Collected data:
::::

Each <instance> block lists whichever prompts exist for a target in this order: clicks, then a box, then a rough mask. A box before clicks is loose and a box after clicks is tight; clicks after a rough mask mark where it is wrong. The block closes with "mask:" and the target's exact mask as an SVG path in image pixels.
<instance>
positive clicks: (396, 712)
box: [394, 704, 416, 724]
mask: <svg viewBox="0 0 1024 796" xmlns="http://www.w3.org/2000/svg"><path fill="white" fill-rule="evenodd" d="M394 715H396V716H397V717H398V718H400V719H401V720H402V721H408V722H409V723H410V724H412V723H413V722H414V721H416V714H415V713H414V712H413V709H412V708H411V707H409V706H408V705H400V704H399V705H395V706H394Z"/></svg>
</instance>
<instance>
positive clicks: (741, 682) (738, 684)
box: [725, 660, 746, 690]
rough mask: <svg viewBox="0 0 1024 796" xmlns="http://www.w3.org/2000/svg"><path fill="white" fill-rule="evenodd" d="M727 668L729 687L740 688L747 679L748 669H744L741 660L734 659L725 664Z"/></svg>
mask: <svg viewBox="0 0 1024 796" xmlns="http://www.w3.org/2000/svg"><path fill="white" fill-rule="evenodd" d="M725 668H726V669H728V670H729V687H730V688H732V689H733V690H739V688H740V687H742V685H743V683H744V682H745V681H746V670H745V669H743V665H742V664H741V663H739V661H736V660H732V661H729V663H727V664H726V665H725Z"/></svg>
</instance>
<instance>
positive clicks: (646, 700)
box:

::::

» **Assignment**
Please set down again, word for word, only the lines from the start of the entries through the line with "positive clicks: (396, 712)", both ends included.

» **Exercise response**
Each <instance> block lists whichever prompts exist for a target in this order: clicks, then a box, then a rough mask. A box before clicks is loose and a box after clicks is tight; clicks after a rough mask mark where it is wrong. The block closes with "mask:" and the target's exact mask as an SVG path in image pixels.
<instance>
positive clicks: (396, 712)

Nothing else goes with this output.